Among the voluminous writings left by Woody were some 1,000-plus songs for which he had written lyrics, but no music. In the early 2000's, Nora began inviting some of the leading lights of the modern folk music community to "collaborate" with her father and apply music to some of the lyrics.
After hearing Del McCoury perform at the Newport Folk Festival in 2009, it struck Nora that McCoury's award-winning band was exactly the sort of ensemble that her dad would have had - if, that is, he had ever been able to afford to carry a five-piece band around with him. Nora recognized as well that the bluegrass that McCoury has been a master of for more than 50 years is closely related and a natural fit to the early "hillbilly" music her father had grown up with in Oklahoma, long before labels like "country," "folk" and "bluegrass," let alone "Americana," became common.
For his part, McCoury says that during his musical coming of age in the 1950s, he wasn't all that familiar with Guthrie's recordings - but he knew a lot of Woody's songs like "Philadelphia Lawyer" and "This Land Is Your Land." When Nora Guthrie asked him to match his own tunes to some of Woody's words, he jumped at the chance, resulting in a thoroughly captivating and engrossing collection of a dozen songs.
Longtime Guthrie fans will instantly recognize the many moods of Woody's muse: the opening "The New York Trains" is a lighthearted look at country folk visiting the big city; even more lighthearted is "Wimmen's Hats", a good-natured poke at the extravagance of feminine haberdashery; and "The Government Road" celebrates the workers who built the highways, railroads, bridges and dams in the recovery years of the Depression. McCoury's music also does justice nicely to the mournful "Left In This World Alone," as well as to the sentimentality and optimism of "Family Reunion."
Tribute albums and other projects of this type can often be a mixed bag, but this is a success probably beyond what even Nora Guthrie hoped it might be. All 12 cuts are as seamless and united as if Guthrie and McCoury had been sitting at the same table working them out together. Well done.

**Short exercise**: Can you reproduce the part of the album review above that begins at "For his part, McCoury" and stops after "a dozen songs."?

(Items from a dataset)
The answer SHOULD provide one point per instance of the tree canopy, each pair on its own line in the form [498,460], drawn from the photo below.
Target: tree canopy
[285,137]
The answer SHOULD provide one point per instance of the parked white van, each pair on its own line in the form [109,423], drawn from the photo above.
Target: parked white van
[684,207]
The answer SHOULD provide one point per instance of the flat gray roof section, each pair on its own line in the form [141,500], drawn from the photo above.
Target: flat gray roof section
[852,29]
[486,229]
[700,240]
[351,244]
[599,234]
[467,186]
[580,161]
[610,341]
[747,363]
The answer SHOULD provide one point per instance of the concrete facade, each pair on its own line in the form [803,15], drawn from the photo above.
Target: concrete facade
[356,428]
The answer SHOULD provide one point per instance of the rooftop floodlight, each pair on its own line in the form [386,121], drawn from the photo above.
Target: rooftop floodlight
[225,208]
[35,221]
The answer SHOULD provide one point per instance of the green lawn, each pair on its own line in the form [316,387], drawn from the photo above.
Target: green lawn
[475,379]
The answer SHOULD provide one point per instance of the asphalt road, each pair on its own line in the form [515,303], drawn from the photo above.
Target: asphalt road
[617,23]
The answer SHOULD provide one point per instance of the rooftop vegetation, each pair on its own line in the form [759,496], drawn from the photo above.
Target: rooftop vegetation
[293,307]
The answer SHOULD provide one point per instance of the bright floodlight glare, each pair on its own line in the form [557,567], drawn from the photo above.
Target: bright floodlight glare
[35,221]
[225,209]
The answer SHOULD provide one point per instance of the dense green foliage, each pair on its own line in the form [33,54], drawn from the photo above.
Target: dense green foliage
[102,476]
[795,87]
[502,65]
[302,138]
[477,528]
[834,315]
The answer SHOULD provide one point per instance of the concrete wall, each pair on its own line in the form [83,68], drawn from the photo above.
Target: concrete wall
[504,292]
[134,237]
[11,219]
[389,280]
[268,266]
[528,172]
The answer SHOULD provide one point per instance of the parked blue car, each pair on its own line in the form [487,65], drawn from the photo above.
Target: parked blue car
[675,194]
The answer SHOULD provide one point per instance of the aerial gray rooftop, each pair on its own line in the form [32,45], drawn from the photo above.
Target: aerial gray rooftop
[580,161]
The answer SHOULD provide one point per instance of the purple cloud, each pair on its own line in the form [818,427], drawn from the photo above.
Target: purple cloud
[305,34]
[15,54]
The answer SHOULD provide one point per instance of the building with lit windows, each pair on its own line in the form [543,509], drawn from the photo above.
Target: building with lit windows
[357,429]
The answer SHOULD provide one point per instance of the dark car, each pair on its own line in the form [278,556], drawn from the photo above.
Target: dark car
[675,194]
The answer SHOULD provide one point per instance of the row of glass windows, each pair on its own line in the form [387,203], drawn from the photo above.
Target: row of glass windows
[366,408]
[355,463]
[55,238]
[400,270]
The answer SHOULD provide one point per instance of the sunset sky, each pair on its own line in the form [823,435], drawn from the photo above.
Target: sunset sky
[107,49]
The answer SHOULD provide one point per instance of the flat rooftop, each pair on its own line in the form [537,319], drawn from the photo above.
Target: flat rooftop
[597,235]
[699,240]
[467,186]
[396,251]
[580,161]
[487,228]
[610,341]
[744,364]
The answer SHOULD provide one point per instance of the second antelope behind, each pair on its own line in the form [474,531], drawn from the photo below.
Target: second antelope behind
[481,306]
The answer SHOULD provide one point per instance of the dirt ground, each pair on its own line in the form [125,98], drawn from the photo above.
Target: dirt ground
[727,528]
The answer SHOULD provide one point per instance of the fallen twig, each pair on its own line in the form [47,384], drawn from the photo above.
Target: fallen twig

**Result of the exercise**:
For his part, McCoury says that during his musical coming of age in the 1950s, he wasn't all that familiar with Guthrie's recordings - but he knew a lot of Woody's songs like "Philadelphia Lawyer" and "This Land Is Your Land." When Nora Guthrie asked him to match his own tunes to some of Woody's words, he jumped at the chance, resulting in a thoroughly captivating and engrossing collection of a dozen songs.